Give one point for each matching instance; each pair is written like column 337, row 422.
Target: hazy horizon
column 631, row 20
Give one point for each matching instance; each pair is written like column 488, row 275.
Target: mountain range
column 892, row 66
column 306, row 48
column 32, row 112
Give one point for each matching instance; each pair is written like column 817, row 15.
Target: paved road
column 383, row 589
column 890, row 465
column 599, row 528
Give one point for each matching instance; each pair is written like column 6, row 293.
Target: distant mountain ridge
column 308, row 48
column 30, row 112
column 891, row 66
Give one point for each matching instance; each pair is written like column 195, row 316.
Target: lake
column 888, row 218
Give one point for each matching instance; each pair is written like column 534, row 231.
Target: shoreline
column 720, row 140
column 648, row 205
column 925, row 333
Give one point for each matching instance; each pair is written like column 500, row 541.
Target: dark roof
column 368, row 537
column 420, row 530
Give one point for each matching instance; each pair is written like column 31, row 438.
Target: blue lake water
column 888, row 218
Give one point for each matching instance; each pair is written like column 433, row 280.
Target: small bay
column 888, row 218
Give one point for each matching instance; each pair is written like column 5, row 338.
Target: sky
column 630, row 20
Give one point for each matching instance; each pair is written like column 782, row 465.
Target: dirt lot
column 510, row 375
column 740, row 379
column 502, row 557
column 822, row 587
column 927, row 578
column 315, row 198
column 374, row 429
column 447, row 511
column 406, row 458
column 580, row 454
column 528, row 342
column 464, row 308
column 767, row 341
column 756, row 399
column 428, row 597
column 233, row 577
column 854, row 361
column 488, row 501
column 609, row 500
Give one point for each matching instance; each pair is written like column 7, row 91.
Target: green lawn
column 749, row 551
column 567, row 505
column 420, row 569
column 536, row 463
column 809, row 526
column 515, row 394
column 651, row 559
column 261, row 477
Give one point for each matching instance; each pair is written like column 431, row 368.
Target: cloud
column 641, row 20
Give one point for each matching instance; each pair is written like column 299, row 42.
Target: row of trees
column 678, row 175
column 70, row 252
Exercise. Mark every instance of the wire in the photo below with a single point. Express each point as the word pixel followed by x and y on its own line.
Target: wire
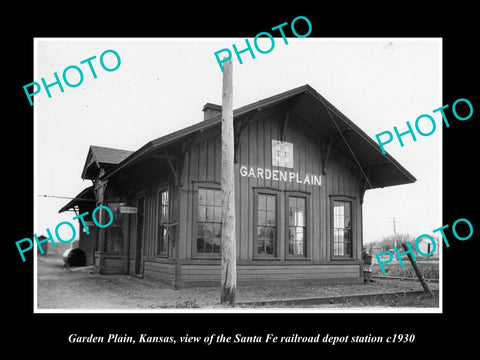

* WRITTEN REQUEST *
Return the rows above exactly as they appear, from the line with "782, row 465." up to and including the line with "column 261, row 477".

* CORRECT OUTPUT *
Give one point for each matching instance; each pair is written like column 782, row 465.
Target: dirt lot
column 510, row 375
column 740, row 379
column 502, row 557
column 822, row 587
column 927, row 578
column 315, row 198
column 374, row 429
column 447, row 511
column 406, row 458
column 580, row 454
column 528, row 342
column 464, row 308
column 767, row 341
column 756, row 399
column 428, row 597
column 233, row 577
column 854, row 361
column 488, row 501
column 609, row 500
Give one point for each matching instance; each pair is written like column 7, row 91.
Target: green lawn
column 749, row 551
column 567, row 505
column 420, row 569
column 536, row 463
column 809, row 526
column 515, row 394
column 651, row 559
column 261, row 477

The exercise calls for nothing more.